Stated problem - Please rewrite the material below with every "overcast sky" replaced by "cloudy sky", changing nothing else. Leave the pictures out of your answer.
+===+
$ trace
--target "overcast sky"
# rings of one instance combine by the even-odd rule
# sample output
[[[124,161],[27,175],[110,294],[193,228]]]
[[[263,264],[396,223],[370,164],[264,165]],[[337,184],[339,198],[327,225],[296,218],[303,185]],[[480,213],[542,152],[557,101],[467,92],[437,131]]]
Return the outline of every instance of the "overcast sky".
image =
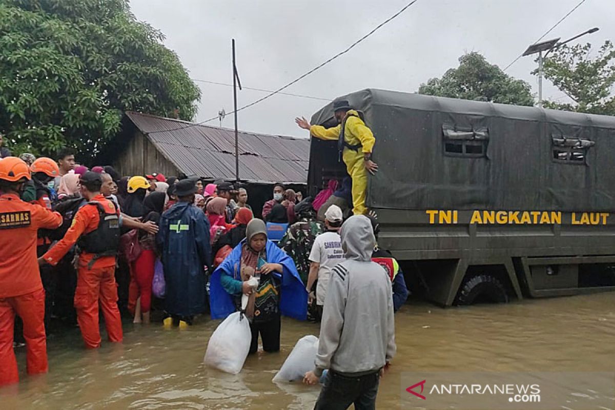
+===+
Expected output -
$ trace
--target "cloudy sky"
# rings of one instance combine by the even-odd rule
# sample output
[[[124,161],[27,175],[110,294],[193,228]]]
[[[263,264],[396,223],[370,164],[264,165]],[[337,184],[339,198],[327,225],[296,218],[303,185]],[[480,213],[542,152],[557,101],[467,92],[437,131]]]
Return the outline of every instance of the "cloudy sky".
image =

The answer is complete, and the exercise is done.